## TASK DETAILS
Express every line of the records below as a Markdown table with the columns Num and Line, numbering the rows and omitting blank lines. Leave the pictures out.

[Stored data]
.....

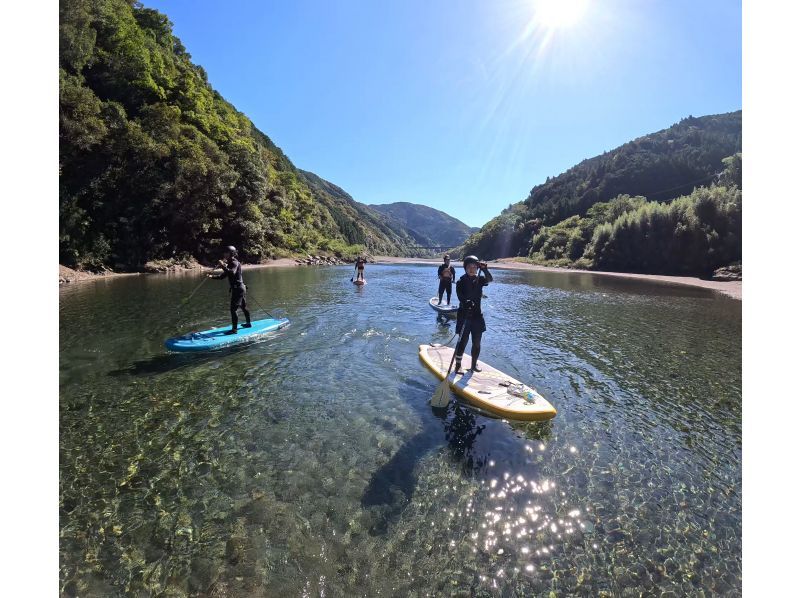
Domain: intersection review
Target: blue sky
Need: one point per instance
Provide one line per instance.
(461, 105)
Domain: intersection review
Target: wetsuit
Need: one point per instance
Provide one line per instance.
(446, 275)
(233, 272)
(470, 318)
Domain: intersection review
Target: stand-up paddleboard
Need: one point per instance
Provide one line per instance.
(215, 338)
(449, 311)
(489, 389)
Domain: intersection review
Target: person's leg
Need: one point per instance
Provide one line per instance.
(236, 300)
(462, 344)
(234, 318)
(476, 348)
(247, 323)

.....

## SOLVED PROBLEM
| Num | Line |
|---|---|
| 1 | Domain: intersection review |
| 2 | Target: blue sky |
| 3 | Need: one point per instance |
| 4 | Provide one line per instance. |
| 5 | (461, 105) |
| 6 | Domain: intersection review |
| 7 | Target: wetsuit |
| 8 | Need: one point per instance |
| 9 | Provide one line per instance. |
| 10 | (446, 275) |
| 11 | (233, 272) |
| 12 | (470, 318) |
| 13 | Domain: intersection review |
| 14 | Target: stand-up paddleboard |
| 15 | Need: one point per instance |
| 16 | Provide one line per instance. |
| 17 | (215, 338) |
| 18 | (449, 311) |
| 19 | (489, 389) |
| 20 | Domain: intersection review |
| 21 | Target: person's leg |
| 22 | Need: one point per instance |
| 23 | Provide one line per instance. |
| 24 | (236, 300) |
| 25 | (462, 344) |
| 26 | (234, 318) |
| 27 | (476, 348) |
| 28 | (247, 323) |